THINGS TO DO
1) In the curation podcast transcript, what publication does Jason Hirschhorn put out?
2) Please extend the curation podcast transcript, picking up right after its final line.

TEXT SEGMENT
5 Traffic Strategies That Build Your Curation Audience

Robert Bruce: So, I’m in the middle of the Oregon winter here, which means rain all the time, and you’ve set up this company meeting in Dallas. So I’m thinking, “Great, I’ll get some sun. Go to Dallas. Get some sunshine and get out of the rain for a little bit.” I get there and it’s raining, and 25F. I thought you had connections down there?

Brian Clark: It wasn’t me who chose Dallas. I would have stayed right here at home, and that’s what we are going to do next time.

Robert Bruce: Oh yeah. But it’s snowing there, right? How much snow is on the ground right now?

Brian Clark: It’s all gone.

Robert Bruce: All right. Brian, this episode is titled “5 Traffic Strategies That Build Your Curation Audience.” Of course, that means paid advertising, right?

Brian Clark: Not yet but we are going to get into that topic, which is a new one for us. And you can bet I’m going to be having some smarter than me guests on those shows because I literally want free consulting. Isn’t that a great gig about having a podcast? I’m going to ring up some really smart people and say, “Hey, want to come on the show?”

Robert Bruce: I’m starting to think that might be the only reason to have a podcast.

Brian Clark: It may be.

What Makes Curated Content Shareable and Linkable

Robert Bruce: All right. Now, you’ve got a great list of five things here, a couple of which people will be familiar with. But, there is a reason we keep beating these drums because this is what you have got to do. Right? Starting with something that everybody listening to this and anyone familiar with what we do, is going to be familiar with, which is content.

Brian Clark: Number one is content. We are going to talk about it again but very specifically in the context of curation. Because the general rule of thumb that you would think, is that the original content providers that you are curating get more benefit from sharing and linking than you do. Right?

And that’s why I have been trying to lead by example and also steer people away from the link post, like we used to do in the old days of blogging. Just a collection of links. Maybe just the meta description from the publisher themselves. No original content.

The problem with that is it’s not sharable and it’s not linkable. And here’s what I mean by that. Number one of course, shareable. Last week we talked about the good old fashion early days of the social share button, which was the email forward. And I even made a joke about that in this week’s issue of Further because that was truly awful, when some people forwarded every stupid email joke they got 5 times a day.

So that’s not going to happen. But, it is conceivable that when you put out a good publication by email, you are going to get the benefit of forwards. You know, when you subscribe to something cool and it’s perfect for someone else, it’s just easy to hit ‘Forward’ and send it along.

You and I do that, right? That’s about it. You aren’t going to get the tweets. You aren’t going to get the Facebook shares. You’ve got to create curation that is content.

So on one end, Jason Hirschhorn, who does Media Refined is just links, and I share that content all the time. Not his. I share the articles themselves and Jason is not getting the benefit of that. Then on the other end of the spectrum, Brain Pickings. Maria. What’s her last name?

Robert Bruce: Popova.

Brian Clark: Yeah. She’s a genius. But that’s all curation. She quotes liberally. I think she pushes the bounds of fair use but in a good way.

PROVIDED DATA
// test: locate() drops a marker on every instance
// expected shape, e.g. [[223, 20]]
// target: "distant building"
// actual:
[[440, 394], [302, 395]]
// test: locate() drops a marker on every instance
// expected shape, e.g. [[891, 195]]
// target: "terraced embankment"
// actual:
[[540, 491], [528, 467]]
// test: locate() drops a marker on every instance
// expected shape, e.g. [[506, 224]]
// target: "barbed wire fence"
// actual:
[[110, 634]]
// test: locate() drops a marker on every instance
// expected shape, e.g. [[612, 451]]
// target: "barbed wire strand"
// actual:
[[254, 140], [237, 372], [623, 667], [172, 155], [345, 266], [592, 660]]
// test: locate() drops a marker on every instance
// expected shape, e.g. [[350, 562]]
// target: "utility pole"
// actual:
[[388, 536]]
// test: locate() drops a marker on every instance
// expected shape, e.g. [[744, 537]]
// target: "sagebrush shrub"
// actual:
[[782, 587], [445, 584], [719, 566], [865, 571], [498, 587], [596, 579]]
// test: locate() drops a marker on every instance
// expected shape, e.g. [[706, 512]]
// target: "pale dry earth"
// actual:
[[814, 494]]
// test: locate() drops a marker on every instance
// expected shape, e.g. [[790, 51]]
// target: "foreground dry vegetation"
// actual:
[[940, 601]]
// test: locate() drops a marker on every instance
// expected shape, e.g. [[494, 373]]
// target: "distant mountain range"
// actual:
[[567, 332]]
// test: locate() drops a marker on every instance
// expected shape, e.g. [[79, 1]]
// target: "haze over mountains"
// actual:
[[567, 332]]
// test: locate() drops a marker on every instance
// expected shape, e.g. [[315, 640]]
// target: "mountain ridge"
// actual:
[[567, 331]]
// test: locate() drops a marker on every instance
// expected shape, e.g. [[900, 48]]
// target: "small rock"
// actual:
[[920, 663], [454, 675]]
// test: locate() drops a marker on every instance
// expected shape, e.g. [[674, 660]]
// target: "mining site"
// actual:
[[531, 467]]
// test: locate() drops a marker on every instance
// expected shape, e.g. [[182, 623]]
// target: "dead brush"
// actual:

RESPONSES FOR EACH TASK
1) Media Refined.

2)
She constructs new and original content, even though she still is, either reviewing a book and quoting from it, or some other piece of work. So she is the curator’s curator and that site gets linked to and shared across the board.

So somewhere in the middle of that is Further and that’s why I took the format that I did with a feature, which often at times might be, as in this week, it’s really talking about one chapter in a book. So it’s not freely available on the web but it’s still curation. And that kind of stands alone as something that is getting shared, as we speak.

The other thing I want to talk about with your content is even more so, no one is going to link to a list of links. But if you do have that content standalone feel, then you might attract links, which is a good thing. But more importantly, as we talk about in the next section, you can link to yourself.

Robert Bruce: Okay. So if anybody has any confusion about this, you can go over to Further.net and see what Brian is talking about in terms of how he is doing it, because it is a different kind of curation play than what you are probably normally familiar with, in creating a piece of content that is shareable. Yes.

How to Borrow (and Delight) a Massive Audience

Robert Bruce: Okay. Let’s move onto number two. And that is good old fashioned guest posting.

Brian Clark: Absolutely. Now everything from Zen Habits by Leo, to some of our marketing friends, entire businesses have been built with their own content and then going on a mad blitz of creating content in other channels and pointing people back to your home base.

Now, that actually works really well with a curation project because you are not going to contribute content to someone, if they don’t allow you to have a bio with a link back to your site, and a compelling description.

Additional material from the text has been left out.